▶ [Exercise inputs]:
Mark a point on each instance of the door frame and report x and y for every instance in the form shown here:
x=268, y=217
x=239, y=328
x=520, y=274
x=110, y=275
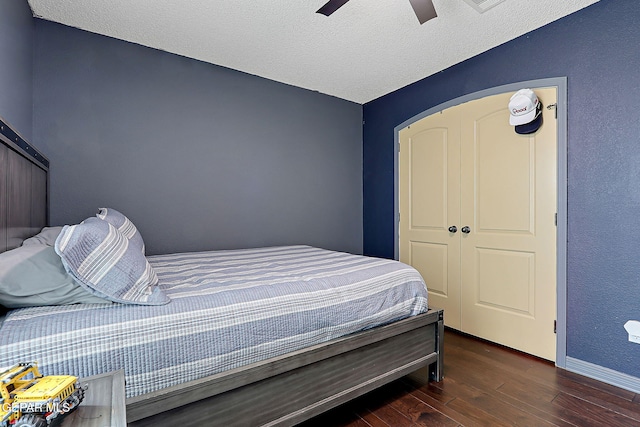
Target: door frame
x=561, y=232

* * *

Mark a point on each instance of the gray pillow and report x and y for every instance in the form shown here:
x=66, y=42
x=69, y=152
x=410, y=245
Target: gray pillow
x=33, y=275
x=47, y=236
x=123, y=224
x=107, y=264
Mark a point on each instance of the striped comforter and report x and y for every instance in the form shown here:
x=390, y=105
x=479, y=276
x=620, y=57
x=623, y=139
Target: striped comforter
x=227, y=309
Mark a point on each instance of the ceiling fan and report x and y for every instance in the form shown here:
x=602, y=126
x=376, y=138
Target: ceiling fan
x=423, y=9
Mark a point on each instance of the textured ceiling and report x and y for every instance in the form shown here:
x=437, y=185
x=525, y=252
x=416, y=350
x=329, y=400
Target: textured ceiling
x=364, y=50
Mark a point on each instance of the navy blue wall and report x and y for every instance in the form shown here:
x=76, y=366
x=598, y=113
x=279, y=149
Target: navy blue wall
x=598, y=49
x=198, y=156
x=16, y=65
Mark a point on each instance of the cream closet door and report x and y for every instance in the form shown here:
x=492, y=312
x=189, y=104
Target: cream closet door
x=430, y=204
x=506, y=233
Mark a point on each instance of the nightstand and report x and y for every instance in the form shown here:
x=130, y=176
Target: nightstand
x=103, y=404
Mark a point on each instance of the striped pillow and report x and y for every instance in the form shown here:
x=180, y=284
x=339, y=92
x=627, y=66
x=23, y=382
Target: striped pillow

▶ [What is asked]: Turn the lines of the listing above into a numbered list, from the line with "Mark a point on each instance of the nightstand" up to and including the line with "x=103, y=404". Leave out any blank lines.

▶ [Solution to this problem]:
1. Mark a point on each instance of the nightstand and report x and y for every instance in the form shown here:
2. x=130, y=176
3. Target: nightstand
4. x=103, y=404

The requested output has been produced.